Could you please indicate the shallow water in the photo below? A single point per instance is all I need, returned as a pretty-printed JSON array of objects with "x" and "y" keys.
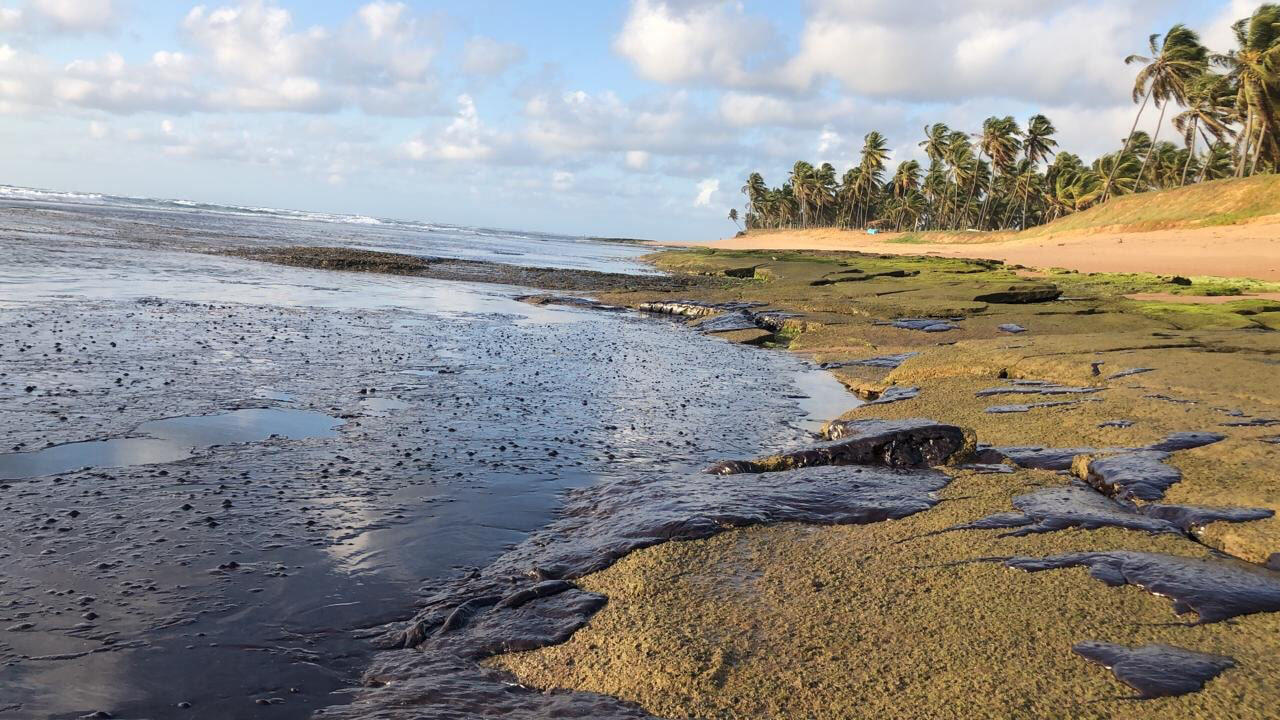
[
  {"x": 446, "y": 422},
  {"x": 168, "y": 440}
]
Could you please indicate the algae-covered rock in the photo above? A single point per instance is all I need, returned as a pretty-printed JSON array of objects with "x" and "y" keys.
[
  {"x": 900, "y": 443},
  {"x": 1022, "y": 294}
]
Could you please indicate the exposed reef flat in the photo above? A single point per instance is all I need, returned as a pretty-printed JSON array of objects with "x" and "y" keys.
[
  {"x": 348, "y": 259},
  {"x": 891, "y": 618},
  {"x": 786, "y": 614}
]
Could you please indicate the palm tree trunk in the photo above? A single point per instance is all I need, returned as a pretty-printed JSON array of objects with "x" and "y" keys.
[
  {"x": 1153, "y": 136},
  {"x": 973, "y": 186},
  {"x": 1106, "y": 191},
  {"x": 1257, "y": 149},
  {"x": 1191, "y": 153},
  {"x": 1244, "y": 141}
]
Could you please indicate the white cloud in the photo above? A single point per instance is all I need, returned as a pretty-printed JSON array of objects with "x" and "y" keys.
[
  {"x": 707, "y": 188},
  {"x": 562, "y": 181},
  {"x": 250, "y": 58},
  {"x": 694, "y": 41},
  {"x": 465, "y": 139},
  {"x": 485, "y": 57},
  {"x": 638, "y": 159},
  {"x": 62, "y": 17},
  {"x": 1219, "y": 36},
  {"x": 1020, "y": 49},
  {"x": 10, "y": 19}
]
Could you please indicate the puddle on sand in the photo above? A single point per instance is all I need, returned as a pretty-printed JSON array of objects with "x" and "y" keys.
[
  {"x": 169, "y": 440},
  {"x": 822, "y": 397}
]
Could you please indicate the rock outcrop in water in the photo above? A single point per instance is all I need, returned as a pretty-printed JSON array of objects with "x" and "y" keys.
[
  {"x": 887, "y": 443},
  {"x": 526, "y": 598},
  {"x": 1074, "y": 506},
  {"x": 1215, "y": 589},
  {"x": 1156, "y": 670}
]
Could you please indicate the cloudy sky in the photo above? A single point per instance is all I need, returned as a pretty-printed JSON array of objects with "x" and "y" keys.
[{"x": 600, "y": 117}]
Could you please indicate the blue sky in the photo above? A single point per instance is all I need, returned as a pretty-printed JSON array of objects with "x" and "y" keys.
[{"x": 621, "y": 118}]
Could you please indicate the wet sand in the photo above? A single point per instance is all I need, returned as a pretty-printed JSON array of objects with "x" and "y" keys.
[
  {"x": 318, "y": 446},
  {"x": 904, "y": 566},
  {"x": 1247, "y": 250}
]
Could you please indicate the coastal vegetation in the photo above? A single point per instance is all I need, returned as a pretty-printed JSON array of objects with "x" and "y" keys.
[{"x": 1013, "y": 176}]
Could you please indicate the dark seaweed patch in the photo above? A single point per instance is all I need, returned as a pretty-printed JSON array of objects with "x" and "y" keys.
[
  {"x": 525, "y": 600},
  {"x": 887, "y": 443},
  {"x": 1077, "y": 506},
  {"x": 1215, "y": 589},
  {"x": 1156, "y": 670}
]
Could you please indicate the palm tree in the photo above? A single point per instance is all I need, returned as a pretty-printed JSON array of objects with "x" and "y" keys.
[
  {"x": 1164, "y": 76},
  {"x": 959, "y": 156},
  {"x": 873, "y": 155},
  {"x": 1001, "y": 142},
  {"x": 803, "y": 188},
  {"x": 906, "y": 178},
  {"x": 1253, "y": 67},
  {"x": 1208, "y": 108},
  {"x": 1036, "y": 147}
]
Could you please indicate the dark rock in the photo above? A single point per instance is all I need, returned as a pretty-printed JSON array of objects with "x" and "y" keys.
[
  {"x": 1142, "y": 474},
  {"x": 888, "y": 361},
  {"x": 1252, "y": 423},
  {"x": 895, "y": 393},
  {"x": 1129, "y": 372},
  {"x": 923, "y": 324},
  {"x": 1025, "y": 387},
  {"x": 1156, "y": 670},
  {"x": 570, "y": 300},
  {"x": 1074, "y": 506},
  {"x": 1022, "y": 294},
  {"x": 1000, "y": 409},
  {"x": 1185, "y": 441},
  {"x": 1215, "y": 589},
  {"x": 728, "y": 322},
  {"x": 693, "y": 308},
  {"x": 888, "y": 443}
]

──────

#### Task prompt:
Reproduce all of the data above verbatim, leaving out the picture.

#### Output:
Could you please indicate the shallow water in the photo below? A single point per instance is all I need, returned as a pretty-printed JSON array of objects with "x" and "y" keys.
[
  {"x": 446, "y": 422},
  {"x": 168, "y": 440}
]
Could you please indicate the algae-covered rock in the photo above? A single point per instance is all I need, returned as a pretty-printed JSON array of objects with "x" and "y" keys.
[
  {"x": 900, "y": 443},
  {"x": 1022, "y": 294}
]
Could you please indicate the exposed reef flat in the photo above? A single point per instance is all I need, returned as a pretty-printed JSON array of objects with "x" and "y" keys.
[
  {"x": 348, "y": 259},
  {"x": 891, "y": 618},
  {"x": 786, "y": 614}
]
Could you please indicate the palm tree trunk in the photo above? A single point per instance is all I need, returned as a pretty-printed JSON array of objects with "x" and "y" keys.
[
  {"x": 1153, "y": 136},
  {"x": 973, "y": 186},
  {"x": 1106, "y": 191},
  {"x": 1257, "y": 149},
  {"x": 1191, "y": 153},
  {"x": 1244, "y": 141}
]
Could you please indicate the white cloud in the photo above? A single point per instance is all I need, returned as a pretty-printed JSON array of objects with "x" and "y" keys.
[
  {"x": 707, "y": 188},
  {"x": 562, "y": 181},
  {"x": 250, "y": 58},
  {"x": 694, "y": 41},
  {"x": 465, "y": 139},
  {"x": 485, "y": 57},
  {"x": 638, "y": 159},
  {"x": 62, "y": 17},
  {"x": 1219, "y": 36},
  {"x": 1020, "y": 49},
  {"x": 10, "y": 19}
]
Could you please indicate the puddle on sand in the photo above? A single point per instance is all I need, returned as a pretty-printed JSON array of objects with "x" and "y" keys.
[
  {"x": 169, "y": 440},
  {"x": 822, "y": 397}
]
Could you please indicate the rock outcrop in water in the photo above? A single point per instance is all I need, returned as a pretty-printed JSON array of objects with "x" and "y" keys.
[
  {"x": 887, "y": 443},
  {"x": 526, "y": 598},
  {"x": 1074, "y": 506},
  {"x": 1215, "y": 589},
  {"x": 1156, "y": 670}
]
Could you please indicate the cloudy sky in the photo above? A single point per instance is all I need, returned as a pretty-printed JSON array of objects with "x" and "y" keys.
[{"x": 600, "y": 117}]
Could you please indicate the blue sky in the photo above? A single point per instance is all I need, returned as a pretty-printed JSON array of objects with "x" and "y" keys.
[{"x": 621, "y": 118}]
Could you please indicate the wet sand in the photo above? A single point per instance is all I need, returned as a pretty-printed JSON array of objects with "x" and "y" keys.
[
  {"x": 318, "y": 446},
  {"x": 904, "y": 566},
  {"x": 1247, "y": 250}
]
Could you please indicate the coastal vegetation in the photo above? A single point per instance is all I need, returned as a pretty-printed JSON array of objects with "x" and "y" keys.
[{"x": 1013, "y": 176}]
Could you please indicate the dark seaweed patch in the photo above? A single point per instance is all I need, returned as a pretty-printed JSON array of objects with "x" and "y" keys.
[
  {"x": 525, "y": 600},
  {"x": 887, "y": 443},
  {"x": 1077, "y": 506},
  {"x": 1215, "y": 589},
  {"x": 1156, "y": 670}
]
Could you please indicate the palm tree in the photo above? A single point per instance is all I need, returned as a pretty-printed JSON array of objects with "x" and "y" keys.
[
  {"x": 1164, "y": 76},
  {"x": 959, "y": 156},
  {"x": 873, "y": 155},
  {"x": 1001, "y": 142},
  {"x": 803, "y": 188},
  {"x": 906, "y": 178},
  {"x": 1253, "y": 67},
  {"x": 1208, "y": 108},
  {"x": 1036, "y": 147}
]
Could you please indicate the dark rock in the photo above? A single point per instance is all I need, returned as a pretty-printed JSON array of objects with "x" and "y" keys.
[
  {"x": 1142, "y": 474},
  {"x": 888, "y": 361},
  {"x": 1252, "y": 423},
  {"x": 895, "y": 393},
  {"x": 1129, "y": 372},
  {"x": 923, "y": 324},
  {"x": 1025, "y": 387},
  {"x": 1156, "y": 670},
  {"x": 570, "y": 300},
  {"x": 1074, "y": 506},
  {"x": 1022, "y": 294},
  {"x": 1000, "y": 409},
  {"x": 1185, "y": 441},
  {"x": 1215, "y": 589},
  {"x": 728, "y": 322},
  {"x": 693, "y": 308},
  {"x": 888, "y": 443}
]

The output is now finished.